======== PARTE DEL TESTO

Baghi’s mantiene una forte connotazione artigiana. Ma come avete selezionato le vostre fonti di approvvigionamento per la materia prima?
La materia prima per noi è la cosa più importante, forse ancora più della lavorazione. La difficoltà non sta tanto nella tipologia del prodotto, poiché si tratta in sostanza di materie semplici, ma se si cercano determinate caratteristiche la selezione si fa più difficile. Come ad esempio la farina macinata a pietra che ha più fibre e più gusto. Per il burro in particolare l’Italia non ha grande tradizione e quindi ci siamo rivolti al mercato nordeuropeo, dove c’è una cultura maggiore. Molto ci abbiamo messo anche nella scelta del cioccolato. Mentre per le uova è stato più semplice, perché nella nostra zona ci sono diversi allevamenti con le caratteristiche che noi vogliamo.

================

> [COSA FARE]:
- 1) Nel brano su Baghi's, a quale mercato si sono rivolti per il burro?
- 2) Prosegui il brano su Baghi's con qualche frase che parta dopo l'ultima riga.

======== MATERIALE FORNITO

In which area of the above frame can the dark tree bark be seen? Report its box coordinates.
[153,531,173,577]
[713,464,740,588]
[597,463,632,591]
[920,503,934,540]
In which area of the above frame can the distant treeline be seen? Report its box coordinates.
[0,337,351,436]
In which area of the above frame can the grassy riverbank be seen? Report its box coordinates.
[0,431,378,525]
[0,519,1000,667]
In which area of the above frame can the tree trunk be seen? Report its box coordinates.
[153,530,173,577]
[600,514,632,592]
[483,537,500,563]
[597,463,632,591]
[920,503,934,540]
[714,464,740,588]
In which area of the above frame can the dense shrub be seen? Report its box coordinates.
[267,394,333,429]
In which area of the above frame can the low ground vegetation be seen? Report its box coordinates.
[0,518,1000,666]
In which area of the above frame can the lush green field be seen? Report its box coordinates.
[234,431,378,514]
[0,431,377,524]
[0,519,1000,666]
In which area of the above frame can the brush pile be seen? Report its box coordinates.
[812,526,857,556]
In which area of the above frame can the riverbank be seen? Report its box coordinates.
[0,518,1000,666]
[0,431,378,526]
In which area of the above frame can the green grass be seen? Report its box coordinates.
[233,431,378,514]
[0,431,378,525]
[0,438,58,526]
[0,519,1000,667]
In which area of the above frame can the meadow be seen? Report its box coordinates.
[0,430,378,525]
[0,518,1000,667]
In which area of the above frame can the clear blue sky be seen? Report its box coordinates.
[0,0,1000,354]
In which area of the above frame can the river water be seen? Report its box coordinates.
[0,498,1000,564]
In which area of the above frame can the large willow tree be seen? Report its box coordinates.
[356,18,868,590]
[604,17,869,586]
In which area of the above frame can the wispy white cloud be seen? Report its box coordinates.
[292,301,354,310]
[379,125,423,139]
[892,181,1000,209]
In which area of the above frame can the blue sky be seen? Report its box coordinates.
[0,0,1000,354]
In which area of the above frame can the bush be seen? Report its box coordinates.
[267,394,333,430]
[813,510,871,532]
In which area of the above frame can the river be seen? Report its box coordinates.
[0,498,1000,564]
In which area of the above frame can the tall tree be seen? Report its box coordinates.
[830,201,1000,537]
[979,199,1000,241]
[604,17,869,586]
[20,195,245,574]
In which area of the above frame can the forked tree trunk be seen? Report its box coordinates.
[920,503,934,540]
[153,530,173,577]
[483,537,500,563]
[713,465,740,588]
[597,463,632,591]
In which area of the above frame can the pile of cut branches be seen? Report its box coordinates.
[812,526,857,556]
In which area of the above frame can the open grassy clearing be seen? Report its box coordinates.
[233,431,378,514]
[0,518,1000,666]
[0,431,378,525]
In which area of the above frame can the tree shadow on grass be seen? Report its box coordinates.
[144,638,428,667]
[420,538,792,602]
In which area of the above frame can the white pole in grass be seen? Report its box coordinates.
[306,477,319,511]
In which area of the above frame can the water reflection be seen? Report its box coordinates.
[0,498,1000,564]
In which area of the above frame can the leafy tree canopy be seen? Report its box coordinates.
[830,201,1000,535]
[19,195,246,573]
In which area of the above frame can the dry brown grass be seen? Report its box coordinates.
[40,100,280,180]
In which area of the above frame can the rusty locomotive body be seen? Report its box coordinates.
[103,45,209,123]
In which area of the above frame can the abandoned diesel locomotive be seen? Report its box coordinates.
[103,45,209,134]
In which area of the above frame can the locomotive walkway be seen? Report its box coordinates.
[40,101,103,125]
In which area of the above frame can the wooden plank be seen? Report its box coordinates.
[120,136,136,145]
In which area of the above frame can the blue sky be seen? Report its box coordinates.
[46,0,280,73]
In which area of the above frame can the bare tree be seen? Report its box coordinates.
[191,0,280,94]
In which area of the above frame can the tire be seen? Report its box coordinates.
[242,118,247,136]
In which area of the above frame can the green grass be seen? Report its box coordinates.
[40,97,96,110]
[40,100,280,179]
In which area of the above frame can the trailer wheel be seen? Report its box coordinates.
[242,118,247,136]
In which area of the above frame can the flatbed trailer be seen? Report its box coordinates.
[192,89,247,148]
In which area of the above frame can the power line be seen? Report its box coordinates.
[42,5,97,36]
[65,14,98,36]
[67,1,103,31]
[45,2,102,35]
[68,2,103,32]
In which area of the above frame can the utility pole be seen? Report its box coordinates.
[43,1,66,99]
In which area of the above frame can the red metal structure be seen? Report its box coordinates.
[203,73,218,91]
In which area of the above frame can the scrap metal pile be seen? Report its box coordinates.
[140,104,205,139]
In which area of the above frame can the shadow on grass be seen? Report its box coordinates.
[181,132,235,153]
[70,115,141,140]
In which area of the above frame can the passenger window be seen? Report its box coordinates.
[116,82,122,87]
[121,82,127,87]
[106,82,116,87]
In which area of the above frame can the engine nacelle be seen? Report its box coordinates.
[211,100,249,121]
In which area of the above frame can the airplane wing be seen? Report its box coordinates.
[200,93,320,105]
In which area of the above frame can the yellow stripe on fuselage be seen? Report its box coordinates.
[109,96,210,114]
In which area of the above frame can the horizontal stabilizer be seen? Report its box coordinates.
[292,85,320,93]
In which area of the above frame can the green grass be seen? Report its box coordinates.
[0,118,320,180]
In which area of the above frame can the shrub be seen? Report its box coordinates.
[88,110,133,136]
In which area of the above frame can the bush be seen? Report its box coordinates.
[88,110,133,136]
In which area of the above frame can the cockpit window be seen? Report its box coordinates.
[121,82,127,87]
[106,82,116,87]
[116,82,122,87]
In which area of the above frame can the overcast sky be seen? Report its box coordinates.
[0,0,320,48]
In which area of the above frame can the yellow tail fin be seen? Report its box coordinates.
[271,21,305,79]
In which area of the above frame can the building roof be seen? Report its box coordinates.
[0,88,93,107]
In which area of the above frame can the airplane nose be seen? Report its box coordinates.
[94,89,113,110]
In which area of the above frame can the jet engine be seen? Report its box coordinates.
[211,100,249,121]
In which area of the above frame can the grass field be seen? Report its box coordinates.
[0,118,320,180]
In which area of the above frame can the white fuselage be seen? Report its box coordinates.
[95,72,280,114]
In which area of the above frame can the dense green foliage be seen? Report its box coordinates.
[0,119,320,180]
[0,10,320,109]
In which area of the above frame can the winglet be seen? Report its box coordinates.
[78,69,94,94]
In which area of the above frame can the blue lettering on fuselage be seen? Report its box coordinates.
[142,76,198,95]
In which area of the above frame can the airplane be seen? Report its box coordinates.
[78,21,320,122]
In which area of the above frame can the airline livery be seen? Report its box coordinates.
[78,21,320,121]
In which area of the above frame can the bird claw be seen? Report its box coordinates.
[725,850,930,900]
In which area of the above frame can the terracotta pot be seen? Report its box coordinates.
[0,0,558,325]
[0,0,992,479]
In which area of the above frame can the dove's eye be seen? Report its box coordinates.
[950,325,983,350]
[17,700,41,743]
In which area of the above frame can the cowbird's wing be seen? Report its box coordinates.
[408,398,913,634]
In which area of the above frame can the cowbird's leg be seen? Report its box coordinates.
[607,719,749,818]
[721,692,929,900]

================

> [SOLUZIONI]:
- 1) Al mercato nordeuropeo, dove c'è una cultura maggiore del burro.

- 2)
Si può pensare di crescere per conquistare nuovi spazi sul mercato e allo stesso tempo mantenere i valori della produzione artigianale su cui oggi fate leva?
Crediamo sia possibile crescere senza perdere il carattere artigianale, ma ad esempio non se si vuole guardare alla grande distribuzione. Noi lavoriamo sostanzialmente con il lievito madre ed è difficile garantire quantitativi fissi di fornitura come quelli che richiede di solito la Gdo. L’obiettivo che ci siamo sempre dati è quello di non cambiare il prodotto. Forse aumentare la produzione è più facile per la biscotteria che non per i lievitati, che restano però la nostra specificità. Anche di recente abbiamo avuto richieste dall’estero per quantitativi assai più grandi e ci siamo visti costretti a rinunciare.
Un problema a cui molte imprese, dalle piccole a quelle più grandi, si trovano ad affrontare è quello della rete distributiva. Come avete pensato di risolverlo?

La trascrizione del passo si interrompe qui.